For each line below with the word "sticky", write out a copy.

Start of Exercise input

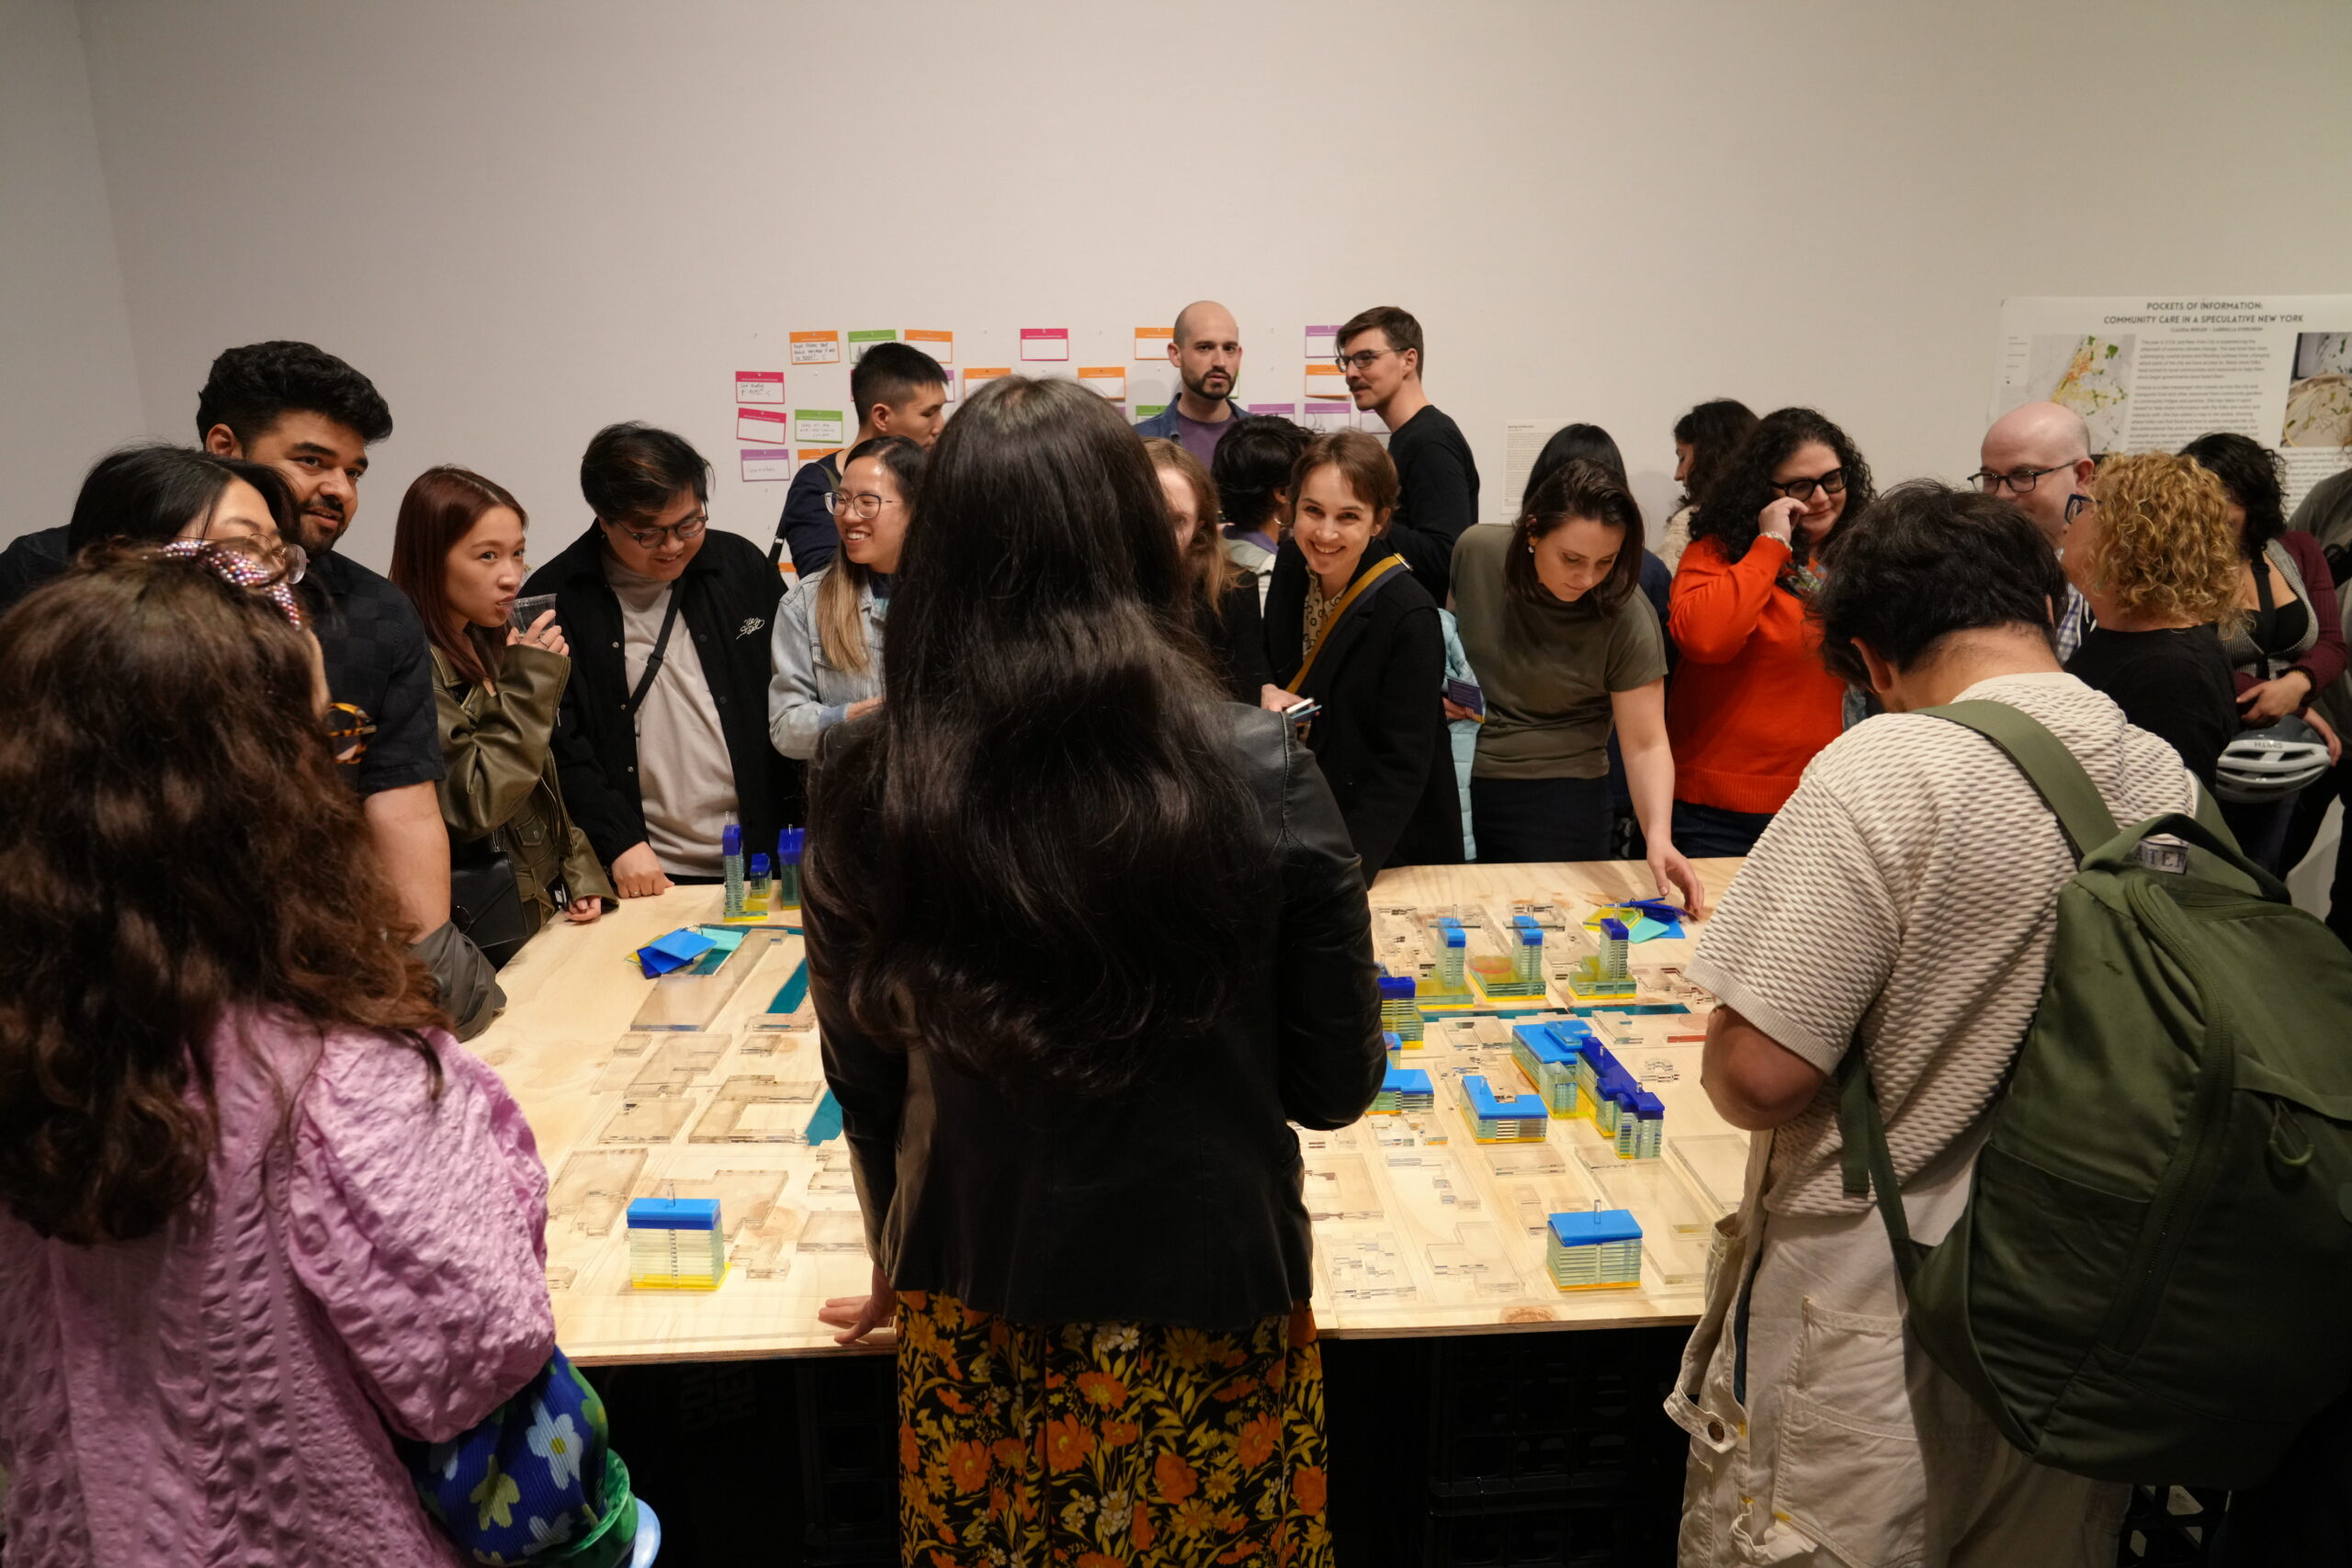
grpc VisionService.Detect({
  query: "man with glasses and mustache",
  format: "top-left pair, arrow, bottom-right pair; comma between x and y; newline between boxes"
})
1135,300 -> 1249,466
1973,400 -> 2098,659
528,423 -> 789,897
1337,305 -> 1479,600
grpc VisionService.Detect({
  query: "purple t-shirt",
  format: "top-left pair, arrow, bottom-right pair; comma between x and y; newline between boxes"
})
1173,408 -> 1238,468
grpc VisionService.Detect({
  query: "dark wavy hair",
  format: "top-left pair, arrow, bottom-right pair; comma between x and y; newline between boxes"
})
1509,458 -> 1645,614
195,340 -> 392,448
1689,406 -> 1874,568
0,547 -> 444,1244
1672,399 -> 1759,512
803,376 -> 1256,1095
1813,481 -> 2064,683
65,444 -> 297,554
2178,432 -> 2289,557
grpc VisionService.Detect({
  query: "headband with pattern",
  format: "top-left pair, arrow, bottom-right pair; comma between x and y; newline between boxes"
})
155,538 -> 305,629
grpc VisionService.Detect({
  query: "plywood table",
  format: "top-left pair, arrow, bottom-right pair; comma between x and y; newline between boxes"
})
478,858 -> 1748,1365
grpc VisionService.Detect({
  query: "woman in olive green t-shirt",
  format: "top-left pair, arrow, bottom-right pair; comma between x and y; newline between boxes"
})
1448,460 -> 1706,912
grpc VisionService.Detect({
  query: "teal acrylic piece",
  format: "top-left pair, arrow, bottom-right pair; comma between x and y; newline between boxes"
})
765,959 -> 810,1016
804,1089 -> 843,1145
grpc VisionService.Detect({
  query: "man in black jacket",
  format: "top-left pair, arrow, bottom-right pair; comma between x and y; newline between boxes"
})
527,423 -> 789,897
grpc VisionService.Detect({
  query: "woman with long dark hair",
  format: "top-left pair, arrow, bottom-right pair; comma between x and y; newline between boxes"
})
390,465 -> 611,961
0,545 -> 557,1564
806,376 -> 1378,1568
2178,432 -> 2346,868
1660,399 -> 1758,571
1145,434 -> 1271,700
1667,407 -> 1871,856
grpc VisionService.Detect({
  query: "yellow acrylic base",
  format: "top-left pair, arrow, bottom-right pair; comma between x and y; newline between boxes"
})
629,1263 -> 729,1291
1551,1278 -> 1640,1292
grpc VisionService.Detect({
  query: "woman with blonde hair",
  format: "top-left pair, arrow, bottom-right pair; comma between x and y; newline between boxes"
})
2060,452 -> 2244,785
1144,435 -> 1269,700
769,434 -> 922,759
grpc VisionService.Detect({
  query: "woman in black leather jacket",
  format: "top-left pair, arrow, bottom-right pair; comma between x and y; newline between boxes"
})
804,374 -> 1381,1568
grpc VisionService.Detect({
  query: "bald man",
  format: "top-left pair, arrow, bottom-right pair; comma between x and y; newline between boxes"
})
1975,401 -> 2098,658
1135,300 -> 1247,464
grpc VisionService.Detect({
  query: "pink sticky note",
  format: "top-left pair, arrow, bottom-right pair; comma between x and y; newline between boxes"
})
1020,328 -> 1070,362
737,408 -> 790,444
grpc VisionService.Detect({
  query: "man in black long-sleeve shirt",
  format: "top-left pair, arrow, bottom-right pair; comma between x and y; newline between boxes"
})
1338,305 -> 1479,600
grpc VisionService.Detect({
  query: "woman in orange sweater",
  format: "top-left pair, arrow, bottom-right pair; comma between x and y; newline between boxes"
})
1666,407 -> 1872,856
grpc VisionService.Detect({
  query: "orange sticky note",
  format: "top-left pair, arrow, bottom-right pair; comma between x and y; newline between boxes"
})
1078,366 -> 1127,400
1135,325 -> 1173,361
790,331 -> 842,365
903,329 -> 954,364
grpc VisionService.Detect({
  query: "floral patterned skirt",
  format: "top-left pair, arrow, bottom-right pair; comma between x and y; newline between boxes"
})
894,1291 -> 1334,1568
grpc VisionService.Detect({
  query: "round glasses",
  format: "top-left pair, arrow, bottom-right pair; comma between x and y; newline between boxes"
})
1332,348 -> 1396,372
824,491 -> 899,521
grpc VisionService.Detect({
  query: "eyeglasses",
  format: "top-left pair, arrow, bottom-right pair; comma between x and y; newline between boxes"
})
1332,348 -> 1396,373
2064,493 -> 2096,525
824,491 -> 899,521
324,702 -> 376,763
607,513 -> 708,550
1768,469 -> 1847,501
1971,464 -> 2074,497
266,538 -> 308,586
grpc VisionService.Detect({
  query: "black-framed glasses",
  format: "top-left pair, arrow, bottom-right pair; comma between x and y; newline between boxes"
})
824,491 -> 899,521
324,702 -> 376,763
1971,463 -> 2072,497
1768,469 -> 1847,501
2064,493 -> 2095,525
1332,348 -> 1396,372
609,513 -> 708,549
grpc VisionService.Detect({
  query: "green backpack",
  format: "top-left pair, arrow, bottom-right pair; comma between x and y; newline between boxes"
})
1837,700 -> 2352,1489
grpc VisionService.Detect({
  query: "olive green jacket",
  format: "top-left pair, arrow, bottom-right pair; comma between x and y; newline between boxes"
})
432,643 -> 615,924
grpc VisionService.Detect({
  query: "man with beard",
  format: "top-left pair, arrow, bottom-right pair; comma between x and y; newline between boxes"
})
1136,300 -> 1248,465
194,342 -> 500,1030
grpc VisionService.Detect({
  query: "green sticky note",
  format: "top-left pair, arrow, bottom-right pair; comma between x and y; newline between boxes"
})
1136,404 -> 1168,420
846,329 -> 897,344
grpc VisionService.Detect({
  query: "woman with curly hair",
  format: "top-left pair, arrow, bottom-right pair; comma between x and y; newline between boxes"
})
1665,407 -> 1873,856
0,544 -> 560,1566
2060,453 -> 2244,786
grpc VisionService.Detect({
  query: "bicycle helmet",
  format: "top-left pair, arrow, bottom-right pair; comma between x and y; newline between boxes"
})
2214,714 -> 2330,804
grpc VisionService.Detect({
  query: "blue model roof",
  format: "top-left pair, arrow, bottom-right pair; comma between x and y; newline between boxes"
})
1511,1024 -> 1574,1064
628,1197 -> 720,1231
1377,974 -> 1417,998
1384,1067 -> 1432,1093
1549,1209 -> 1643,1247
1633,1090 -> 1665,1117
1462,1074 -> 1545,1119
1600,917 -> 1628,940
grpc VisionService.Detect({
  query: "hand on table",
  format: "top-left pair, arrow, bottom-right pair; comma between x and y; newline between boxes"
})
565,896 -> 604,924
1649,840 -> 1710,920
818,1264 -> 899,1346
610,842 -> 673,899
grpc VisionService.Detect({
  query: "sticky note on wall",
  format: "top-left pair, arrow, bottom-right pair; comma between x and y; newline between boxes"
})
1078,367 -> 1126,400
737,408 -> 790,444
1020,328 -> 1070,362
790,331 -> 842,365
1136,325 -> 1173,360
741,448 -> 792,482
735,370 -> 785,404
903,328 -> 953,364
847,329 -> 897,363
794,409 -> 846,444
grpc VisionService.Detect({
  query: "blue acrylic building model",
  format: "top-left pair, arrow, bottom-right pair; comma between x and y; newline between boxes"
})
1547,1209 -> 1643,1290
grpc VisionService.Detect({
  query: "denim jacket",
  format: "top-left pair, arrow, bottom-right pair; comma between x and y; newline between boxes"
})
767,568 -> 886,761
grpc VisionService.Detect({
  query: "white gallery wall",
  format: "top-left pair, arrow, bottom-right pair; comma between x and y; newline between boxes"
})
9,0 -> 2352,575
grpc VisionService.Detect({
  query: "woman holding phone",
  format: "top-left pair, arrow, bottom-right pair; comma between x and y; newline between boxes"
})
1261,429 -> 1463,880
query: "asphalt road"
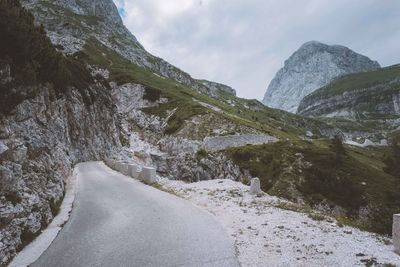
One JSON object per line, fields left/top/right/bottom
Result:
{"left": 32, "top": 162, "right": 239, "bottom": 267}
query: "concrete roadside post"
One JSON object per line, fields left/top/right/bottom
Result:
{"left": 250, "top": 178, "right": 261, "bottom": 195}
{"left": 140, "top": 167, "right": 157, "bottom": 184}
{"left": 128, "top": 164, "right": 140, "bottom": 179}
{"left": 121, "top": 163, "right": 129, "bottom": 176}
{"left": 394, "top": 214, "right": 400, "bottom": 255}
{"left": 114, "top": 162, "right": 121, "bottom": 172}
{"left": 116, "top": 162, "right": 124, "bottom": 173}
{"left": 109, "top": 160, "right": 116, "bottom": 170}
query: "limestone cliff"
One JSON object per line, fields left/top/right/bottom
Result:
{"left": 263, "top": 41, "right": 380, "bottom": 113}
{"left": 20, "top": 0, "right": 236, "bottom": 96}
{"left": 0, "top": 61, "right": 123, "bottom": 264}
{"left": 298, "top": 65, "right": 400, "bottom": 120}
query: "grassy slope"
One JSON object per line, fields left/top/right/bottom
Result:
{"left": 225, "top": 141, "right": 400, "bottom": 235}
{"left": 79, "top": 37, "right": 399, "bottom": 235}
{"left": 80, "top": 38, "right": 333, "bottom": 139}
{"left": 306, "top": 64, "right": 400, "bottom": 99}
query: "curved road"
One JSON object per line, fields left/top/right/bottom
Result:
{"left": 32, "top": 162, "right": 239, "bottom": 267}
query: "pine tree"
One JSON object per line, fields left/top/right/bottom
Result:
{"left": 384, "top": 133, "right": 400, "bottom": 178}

End of Exercise input

### Output for this task
  query: "pink sticky note",
  query: "orange sticky note",
  query: "green sticky note",
  query: "sticky note on wall",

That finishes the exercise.